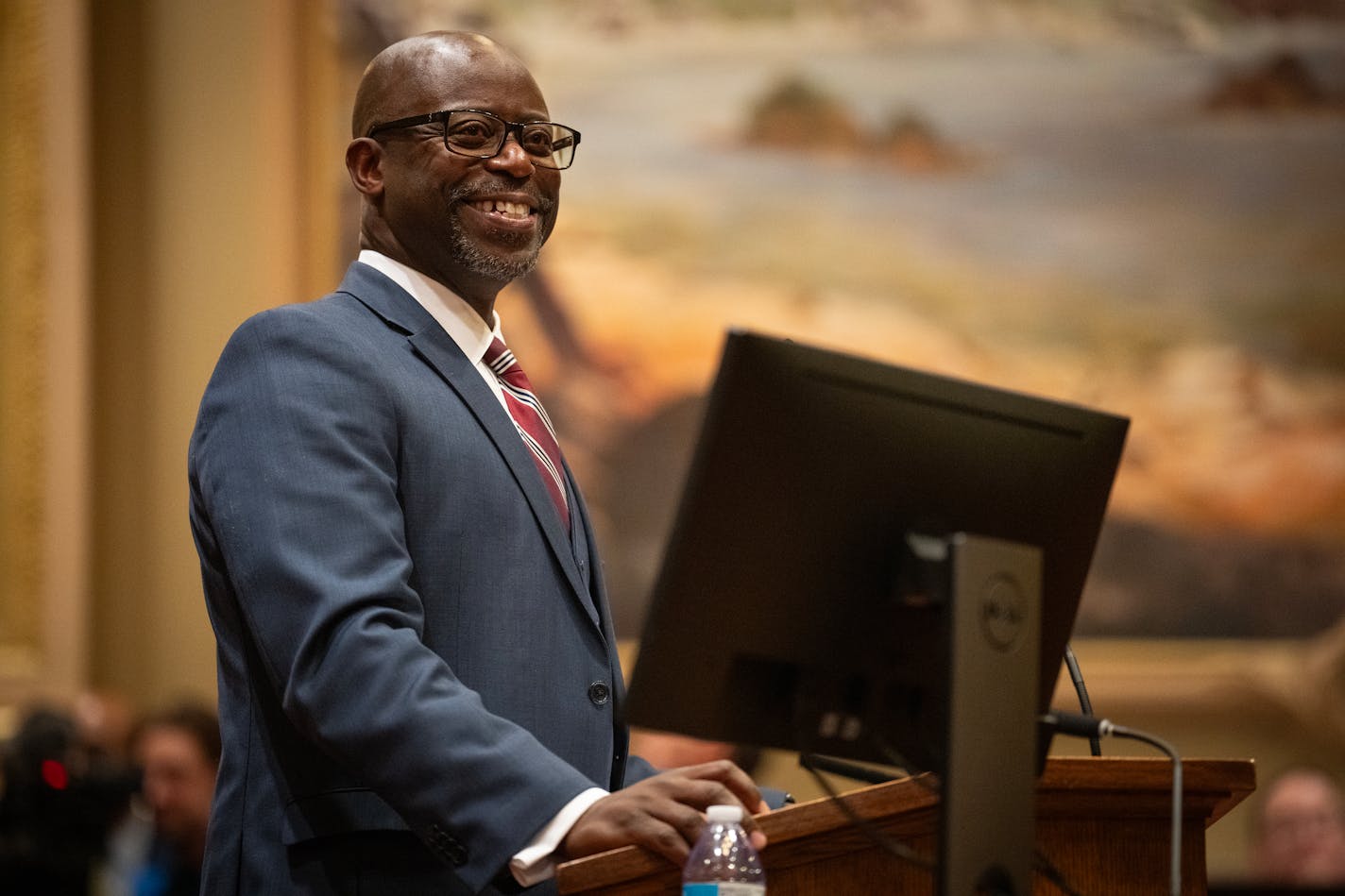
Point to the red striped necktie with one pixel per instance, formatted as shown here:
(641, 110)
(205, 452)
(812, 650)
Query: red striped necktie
(532, 423)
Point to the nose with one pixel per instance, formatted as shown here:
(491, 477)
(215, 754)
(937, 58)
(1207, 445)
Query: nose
(511, 158)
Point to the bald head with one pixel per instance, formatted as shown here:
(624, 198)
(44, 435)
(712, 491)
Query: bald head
(468, 221)
(408, 76)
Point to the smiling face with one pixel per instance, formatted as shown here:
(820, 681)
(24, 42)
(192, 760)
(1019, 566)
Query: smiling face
(469, 224)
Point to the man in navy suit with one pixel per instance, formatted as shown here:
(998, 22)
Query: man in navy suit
(418, 685)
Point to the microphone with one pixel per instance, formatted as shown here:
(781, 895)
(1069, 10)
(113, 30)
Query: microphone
(1084, 703)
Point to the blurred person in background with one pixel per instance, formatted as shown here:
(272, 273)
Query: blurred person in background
(58, 801)
(1300, 832)
(178, 751)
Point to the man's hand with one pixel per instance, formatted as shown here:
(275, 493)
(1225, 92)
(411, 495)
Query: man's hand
(665, 813)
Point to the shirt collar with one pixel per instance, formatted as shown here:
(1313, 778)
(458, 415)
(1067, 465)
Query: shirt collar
(457, 317)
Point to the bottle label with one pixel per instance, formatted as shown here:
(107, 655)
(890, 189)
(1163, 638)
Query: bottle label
(724, 888)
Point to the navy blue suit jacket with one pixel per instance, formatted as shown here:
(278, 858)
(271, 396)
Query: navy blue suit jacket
(416, 661)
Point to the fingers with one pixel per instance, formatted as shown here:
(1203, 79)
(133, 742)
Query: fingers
(637, 816)
(663, 813)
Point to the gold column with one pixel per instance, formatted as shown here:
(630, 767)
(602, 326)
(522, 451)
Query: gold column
(23, 291)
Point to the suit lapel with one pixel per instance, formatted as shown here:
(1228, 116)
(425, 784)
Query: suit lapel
(429, 341)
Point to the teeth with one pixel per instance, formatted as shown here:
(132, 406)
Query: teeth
(508, 209)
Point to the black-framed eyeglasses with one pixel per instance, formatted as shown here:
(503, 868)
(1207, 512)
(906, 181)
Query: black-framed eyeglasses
(472, 132)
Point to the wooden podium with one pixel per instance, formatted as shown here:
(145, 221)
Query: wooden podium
(1104, 823)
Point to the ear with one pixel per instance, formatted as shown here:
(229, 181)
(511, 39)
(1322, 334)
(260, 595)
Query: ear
(364, 161)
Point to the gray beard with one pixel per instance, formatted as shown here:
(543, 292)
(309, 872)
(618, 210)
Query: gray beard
(491, 266)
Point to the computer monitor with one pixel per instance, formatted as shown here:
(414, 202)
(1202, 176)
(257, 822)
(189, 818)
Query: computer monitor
(808, 588)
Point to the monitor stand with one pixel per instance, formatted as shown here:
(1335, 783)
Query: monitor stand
(989, 775)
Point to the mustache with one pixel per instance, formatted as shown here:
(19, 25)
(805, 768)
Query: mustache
(471, 193)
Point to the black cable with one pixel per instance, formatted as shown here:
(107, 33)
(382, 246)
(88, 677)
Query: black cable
(1090, 727)
(1048, 870)
(844, 769)
(868, 828)
(1084, 703)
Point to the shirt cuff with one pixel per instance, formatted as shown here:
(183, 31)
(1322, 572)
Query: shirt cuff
(536, 861)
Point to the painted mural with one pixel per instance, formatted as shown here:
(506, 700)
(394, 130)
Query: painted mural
(1138, 208)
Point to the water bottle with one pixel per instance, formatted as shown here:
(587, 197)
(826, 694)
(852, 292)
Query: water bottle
(724, 861)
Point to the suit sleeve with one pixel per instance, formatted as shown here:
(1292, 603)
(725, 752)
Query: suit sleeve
(294, 468)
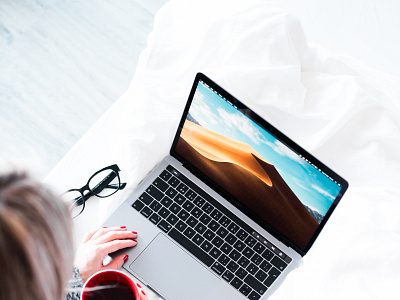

┄┄┄┄┄┄┄┄┄┄┄┄┄┄┄┄┄┄┄┄

Task goal: Give back each of the records above word for word, apart from the pictures.

Exercise solution:
Point to the red striped necktie with one pixel per instance, formatted as shown here:
(641, 110)
(205, 452)
(812, 650)
Query: red striped necktie
(532, 423)
Point to the nose with one pixel per instance, formatted as shown here:
(491, 477)
(215, 754)
(937, 58)
(1207, 445)
Query: nose
(511, 158)
Point to the bald head with one pixel per instance, formatted as shown here:
(624, 198)
(44, 435)
(712, 491)
Query: bald head
(468, 221)
(408, 76)
Point to the smiling face with one pixel per instance, formatted as shown here:
(820, 681)
(24, 42)
(192, 760)
(1019, 566)
Query: smiling face
(469, 224)
Point to the man in navy suit with one pixel per instance, formatted as shown here:
(998, 22)
Query: man in navy suit
(418, 685)
Point to the microphone with one pixel per instance, formatted as shown here:
(781, 895)
(1069, 10)
(113, 30)
Query: microphone
(1084, 703)
Point to the blurred person in background with one pixel per instance, formatted as shown here:
(272, 273)
Query: blurred person in background
(58, 801)
(1300, 832)
(178, 751)
Point to the man's hand with one pixel per instance, formatted as shown here:
(275, 493)
(1225, 92)
(411, 495)
Query: man's hand
(665, 813)
Point to the shirt collar with one pixel per instance, formatted as shown here:
(1313, 778)
(458, 415)
(1067, 465)
Query: shirt collar
(457, 317)
Point to the bottle label with one pixel per instance, formatted as shown here:
(107, 655)
(890, 189)
(1163, 638)
Query: bottle label
(724, 888)
Point to the navy blue suit jacket with one pixel per instance, formatted as shown here:
(278, 858)
(271, 396)
Query: navy blue suit jacket
(416, 661)
Point to the fingers with one pixel per instance, formatted as shown here:
(1203, 79)
(133, 742)
Query: fingers
(637, 816)
(663, 813)
Point to the gold column with one pixel per instance, formatted as shown here:
(630, 767)
(602, 326)
(522, 451)
Query: gold column
(23, 291)
Point to the suit lapel with one pixel per instance, formatted as shown here:
(1228, 116)
(425, 784)
Query: suit lapel
(429, 341)
Point to the teeth with one pixel per instance, formatted as shown here:
(132, 406)
Query: teeth
(508, 209)
Point to the black-framed eyeglasses with one pixel per instance, formatted as shown here:
(503, 868)
(1207, 512)
(906, 181)
Query: black-framed eyeglasses
(472, 132)
Point to the wooden podium with one pixel per instance, formatted as shown here:
(145, 221)
Query: wooden podium
(1104, 823)
Point to the ear with one pixel per instance, formatted as shown here:
(229, 181)
(511, 39)
(1322, 334)
(260, 595)
Query: ear
(364, 161)
Point to the gray beard with one pixel per instance, formatted as shown here:
(543, 292)
(309, 872)
(618, 210)
Query: gray beard
(491, 266)
Point to the computer monitor with one pixel per instance, formatted as shown here:
(414, 202)
(1202, 176)
(257, 822)
(189, 818)
Query: computer monitor
(808, 588)
Point to the monitor stand with one pixel per instance, formatted as shown here:
(1335, 783)
Query: monitor stand
(989, 775)
Point to the mustache with one pixel per instance, formatted as shown here:
(19, 25)
(805, 768)
Query: mustache
(471, 193)
Point to the black cable with one pixel per instance, formatted as shown here:
(107, 33)
(382, 246)
(88, 677)
Query: black cable
(1090, 727)
(1048, 870)
(844, 769)
(868, 828)
(1084, 703)
Point to the shirt cuff with one pixel per instance, formatted as shown here:
(183, 31)
(1322, 572)
Query: shirt cuff
(536, 861)
Point to the painted mural with one pixel per instance, formatted as shown here:
(506, 700)
(394, 130)
Query: painted mural
(1138, 208)
Point to the water bottle with one pixel per instance, formatted as shown here:
(587, 197)
(826, 694)
(852, 292)
Query: water bottle
(724, 861)
Point to the suit sleeve with one pixel per instance, formatted as shown here:
(1292, 603)
(725, 752)
Query: suit sleeve
(294, 468)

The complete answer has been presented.